Segment Open

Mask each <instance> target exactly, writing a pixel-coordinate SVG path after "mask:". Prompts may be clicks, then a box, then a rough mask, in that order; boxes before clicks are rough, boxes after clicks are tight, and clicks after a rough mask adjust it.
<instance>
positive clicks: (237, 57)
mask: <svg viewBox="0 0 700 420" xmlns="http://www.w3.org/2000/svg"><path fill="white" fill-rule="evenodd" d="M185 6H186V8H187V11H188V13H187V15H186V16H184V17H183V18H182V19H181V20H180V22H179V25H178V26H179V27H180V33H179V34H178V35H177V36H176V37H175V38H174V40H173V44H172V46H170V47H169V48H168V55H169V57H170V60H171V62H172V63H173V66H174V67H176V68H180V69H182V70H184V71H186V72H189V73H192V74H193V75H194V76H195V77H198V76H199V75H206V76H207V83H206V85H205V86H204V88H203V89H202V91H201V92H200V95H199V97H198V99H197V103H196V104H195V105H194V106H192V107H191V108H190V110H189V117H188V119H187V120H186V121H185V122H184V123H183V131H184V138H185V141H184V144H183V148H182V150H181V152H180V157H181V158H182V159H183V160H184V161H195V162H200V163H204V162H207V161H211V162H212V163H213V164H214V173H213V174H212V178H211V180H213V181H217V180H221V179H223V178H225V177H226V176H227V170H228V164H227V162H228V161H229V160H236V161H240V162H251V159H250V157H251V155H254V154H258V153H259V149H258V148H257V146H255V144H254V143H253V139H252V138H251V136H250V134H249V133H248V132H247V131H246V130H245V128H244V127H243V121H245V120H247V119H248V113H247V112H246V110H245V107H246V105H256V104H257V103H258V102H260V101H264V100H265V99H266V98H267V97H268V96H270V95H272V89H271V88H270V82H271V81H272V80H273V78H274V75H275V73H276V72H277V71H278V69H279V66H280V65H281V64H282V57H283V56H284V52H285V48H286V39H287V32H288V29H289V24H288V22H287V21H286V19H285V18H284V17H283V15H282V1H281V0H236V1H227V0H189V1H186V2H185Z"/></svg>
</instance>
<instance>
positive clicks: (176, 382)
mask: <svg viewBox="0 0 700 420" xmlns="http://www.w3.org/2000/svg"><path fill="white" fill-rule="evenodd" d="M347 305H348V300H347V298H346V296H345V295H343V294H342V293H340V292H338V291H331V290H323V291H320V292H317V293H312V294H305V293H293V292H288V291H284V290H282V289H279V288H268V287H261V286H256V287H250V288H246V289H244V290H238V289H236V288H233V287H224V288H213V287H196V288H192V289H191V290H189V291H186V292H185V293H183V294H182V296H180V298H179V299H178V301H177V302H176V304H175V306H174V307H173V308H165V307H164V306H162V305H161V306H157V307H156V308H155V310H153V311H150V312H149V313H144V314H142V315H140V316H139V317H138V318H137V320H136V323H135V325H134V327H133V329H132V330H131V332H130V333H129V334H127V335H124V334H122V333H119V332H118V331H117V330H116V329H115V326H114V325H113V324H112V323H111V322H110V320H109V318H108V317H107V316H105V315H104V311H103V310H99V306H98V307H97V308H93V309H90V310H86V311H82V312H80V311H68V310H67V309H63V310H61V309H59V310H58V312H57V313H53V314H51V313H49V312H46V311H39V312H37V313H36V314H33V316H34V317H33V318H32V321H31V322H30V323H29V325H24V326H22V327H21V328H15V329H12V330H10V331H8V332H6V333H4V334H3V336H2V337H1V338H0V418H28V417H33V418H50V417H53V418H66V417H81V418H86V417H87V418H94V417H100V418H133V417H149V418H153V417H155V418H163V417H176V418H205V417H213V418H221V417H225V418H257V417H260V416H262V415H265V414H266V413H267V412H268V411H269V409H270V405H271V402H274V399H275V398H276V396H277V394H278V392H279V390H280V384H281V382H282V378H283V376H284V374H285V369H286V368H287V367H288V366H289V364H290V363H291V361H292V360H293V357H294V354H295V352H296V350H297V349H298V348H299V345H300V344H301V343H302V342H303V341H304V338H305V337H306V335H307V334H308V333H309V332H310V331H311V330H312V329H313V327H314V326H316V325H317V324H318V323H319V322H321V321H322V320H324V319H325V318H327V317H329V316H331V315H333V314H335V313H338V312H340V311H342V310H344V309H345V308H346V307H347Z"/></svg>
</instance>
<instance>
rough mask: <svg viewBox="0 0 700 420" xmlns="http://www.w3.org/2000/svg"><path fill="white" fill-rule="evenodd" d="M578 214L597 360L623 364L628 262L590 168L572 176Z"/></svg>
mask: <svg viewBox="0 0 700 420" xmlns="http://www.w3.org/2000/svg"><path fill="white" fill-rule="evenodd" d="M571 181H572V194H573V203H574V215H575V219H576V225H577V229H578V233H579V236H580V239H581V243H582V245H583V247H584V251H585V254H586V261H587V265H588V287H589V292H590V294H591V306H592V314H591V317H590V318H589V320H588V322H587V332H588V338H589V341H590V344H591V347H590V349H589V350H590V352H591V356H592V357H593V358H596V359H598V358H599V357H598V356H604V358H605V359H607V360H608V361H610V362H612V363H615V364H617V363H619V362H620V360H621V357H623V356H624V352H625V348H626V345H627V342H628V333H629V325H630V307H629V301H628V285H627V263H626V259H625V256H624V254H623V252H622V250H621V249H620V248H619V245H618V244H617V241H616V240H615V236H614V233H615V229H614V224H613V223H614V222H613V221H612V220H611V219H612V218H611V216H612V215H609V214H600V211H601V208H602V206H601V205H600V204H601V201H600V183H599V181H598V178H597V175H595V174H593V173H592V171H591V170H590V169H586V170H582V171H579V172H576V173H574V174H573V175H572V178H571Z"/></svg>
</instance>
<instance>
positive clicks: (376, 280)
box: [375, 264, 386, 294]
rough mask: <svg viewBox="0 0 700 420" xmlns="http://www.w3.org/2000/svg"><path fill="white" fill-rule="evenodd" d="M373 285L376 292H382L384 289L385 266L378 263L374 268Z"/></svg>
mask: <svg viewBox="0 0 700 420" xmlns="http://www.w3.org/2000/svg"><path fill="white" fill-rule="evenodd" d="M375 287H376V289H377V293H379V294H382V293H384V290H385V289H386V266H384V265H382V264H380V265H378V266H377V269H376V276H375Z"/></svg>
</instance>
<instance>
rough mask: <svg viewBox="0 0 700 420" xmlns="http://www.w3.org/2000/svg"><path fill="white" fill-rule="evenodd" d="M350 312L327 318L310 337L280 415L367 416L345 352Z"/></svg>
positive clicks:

Segment Closed

An exact retyping of every line in the records is needed.

Mask each <instance> target exactly, writing a pixel-coordinate SVG path after "mask:". Prompts may be clicks, then a box, then a rough mask, in that order; boxes before clicks are rough, boxes after clicks are tight, and clicks after a rough mask adjust it.
<instance>
positive clicks: (237, 57)
mask: <svg viewBox="0 0 700 420" xmlns="http://www.w3.org/2000/svg"><path fill="white" fill-rule="evenodd" d="M185 6H186V8H187V11H188V13H187V15H186V16H184V17H183V18H182V19H181V20H180V22H179V25H178V26H179V27H180V33H179V34H178V35H177V36H176V37H175V38H174V40H173V44H172V46H170V47H169V48H168V55H169V57H170V60H171V62H172V63H173V66H174V67H176V68H180V69H182V70H184V71H186V72H189V73H192V74H193V75H194V76H195V77H198V76H199V75H206V76H207V83H206V85H205V86H204V88H203V89H202V91H201V92H200V95H199V97H198V99H197V103H196V104H195V105H194V106H192V107H191V108H190V110H189V117H188V119H187V120H186V121H185V122H184V123H183V131H184V138H185V141H184V144H183V148H182V150H181V152H180V157H181V158H182V159H183V160H184V161H195V162H200V163H204V162H207V161H211V162H212V163H213V164H214V173H213V174H212V178H211V180H213V181H217V180H221V179H223V178H225V177H226V176H227V170H228V164H227V162H228V161H229V160H236V161H240V162H251V159H250V157H251V155H254V154H258V153H259V149H258V148H257V146H255V144H254V143H253V139H252V138H251V136H250V134H249V133H248V132H247V131H246V130H245V128H244V127H243V121H245V120H247V119H248V113H247V112H246V110H245V107H246V105H256V104H257V103H258V102H260V101H264V100H265V99H266V98H267V97H268V96H270V95H272V89H271V88H270V82H271V81H272V80H273V78H274V75H275V73H276V72H277V71H278V69H279V66H280V65H281V64H282V57H283V56H284V52H285V48H286V39H287V32H288V29H289V24H288V22H287V21H286V19H285V18H284V17H283V15H282V1H281V0H236V1H227V0H189V1H186V2H185Z"/></svg>
</instance>
<instance>
positive clicks: (176, 382)
mask: <svg viewBox="0 0 700 420" xmlns="http://www.w3.org/2000/svg"><path fill="white" fill-rule="evenodd" d="M347 305H348V300H347V298H346V296H345V295H343V294H342V293H340V292H338V291H331V290H323V291H320V292H317V293H312V294H305V293H293V292H288V291H284V290H282V289H279V288H268V287H261V286H256V287H250V288H246V289H244V290H238V289H236V288H233V287H224V288H213V287H196V288H192V289H191V290H189V291H186V292H185V293H183V294H182V296H180V298H179V299H178V301H177V302H176V304H175V306H174V307H173V308H165V307H164V306H162V305H161V306H157V307H156V308H155V310H153V311H150V312H149V313H144V314H142V315H140V316H139V317H138V318H137V320H136V323H135V325H134V327H133V329H132V330H131V332H130V333H129V334H127V335H124V334H122V333H119V332H118V331H117V330H116V329H115V326H114V325H113V324H112V323H111V322H110V320H109V318H108V317H107V316H105V315H104V311H103V310H99V306H98V307H97V308H93V309H90V310H86V311H82V312H80V311H68V310H67V309H63V310H61V309H59V310H58V312H57V313H53V314H51V313H49V312H46V311H39V312H37V313H36V314H33V316H34V317H33V318H32V321H31V322H30V323H29V325H24V326H22V327H21V328H15V329H12V330H10V331H8V332H6V333H4V334H3V336H2V337H1V338H0V418H28V417H33V418H50V417H53V418H66V417H81V418H86V417H87V418H94V417H100V418H133V417H149V418H153V417H155V418H163V417H176V418H205V417H213V418H221V417H225V418H257V417H260V416H262V415H265V414H266V413H267V412H268V411H269V409H270V405H271V402H274V399H275V398H276V396H277V394H278V392H279V390H280V384H281V382H282V378H283V376H284V374H285V369H286V368H287V367H288V366H289V364H290V363H291V361H292V360H293V357H294V354H295V352H296V350H297V349H298V348H299V345H300V344H301V343H302V342H303V341H304V338H305V337H306V335H307V334H308V333H309V332H310V331H311V330H312V329H313V327H314V326H316V325H317V324H318V323H319V322H321V321H322V320H324V319H325V318H327V317H329V316H331V315H333V314H335V313H338V312H340V311H342V310H344V309H345V308H346V307H347Z"/></svg>
</instance>
<instance>
rough mask: <svg viewBox="0 0 700 420" xmlns="http://www.w3.org/2000/svg"><path fill="white" fill-rule="evenodd" d="M578 214L597 360L623 364L628 262L590 168L572 176Z"/></svg>
mask: <svg viewBox="0 0 700 420" xmlns="http://www.w3.org/2000/svg"><path fill="white" fill-rule="evenodd" d="M571 181H572V194H573V203H574V215H575V219H576V225H577V229H578V233H579V236H580V239H581V243H582V245H583V247H584V251H585V254H586V261H587V265H588V287H589V292H590V294H591V306H592V314H591V317H590V318H589V320H588V322H587V332H588V338H589V341H590V344H591V347H590V349H589V350H590V352H591V356H592V357H593V358H596V359H598V358H599V357H598V356H604V358H605V359H607V360H608V361H610V362H612V363H615V364H617V363H619V362H620V360H621V357H623V356H624V352H625V348H626V345H627V342H628V333H629V325H630V307H629V301H628V285H627V263H626V259H625V256H624V254H623V252H622V250H621V249H620V248H619V245H618V244H617V241H616V240H615V236H614V233H615V229H614V224H613V223H614V222H613V221H612V220H611V219H612V218H611V216H612V215H609V214H600V211H601V208H602V206H601V205H600V204H601V201H600V183H599V181H598V178H597V175H595V174H593V173H592V171H591V170H590V169H586V170H582V171H579V172H576V173H574V174H573V175H572V178H571Z"/></svg>
</instance>
<instance>
positive clicks: (376, 280)
box: [375, 264, 386, 294]
rough mask: <svg viewBox="0 0 700 420" xmlns="http://www.w3.org/2000/svg"><path fill="white" fill-rule="evenodd" d="M373 285L376 292H382L384 289L385 266L378 263L374 268Z"/></svg>
mask: <svg viewBox="0 0 700 420" xmlns="http://www.w3.org/2000/svg"><path fill="white" fill-rule="evenodd" d="M375 287H376V289H377V293H379V294H382V293H384V290H385V289H386V266H384V265H382V264H380V265H378V266H377V269H376V276H375Z"/></svg>
</instance>
<instance>
rough mask: <svg viewBox="0 0 700 420" xmlns="http://www.w3.org/2000/svg"><path fill="white" fill-rule="evenodd" d="M350 312L327 318L310 337L280 415L367 416L345 352Z"/></svg>
positive clicks:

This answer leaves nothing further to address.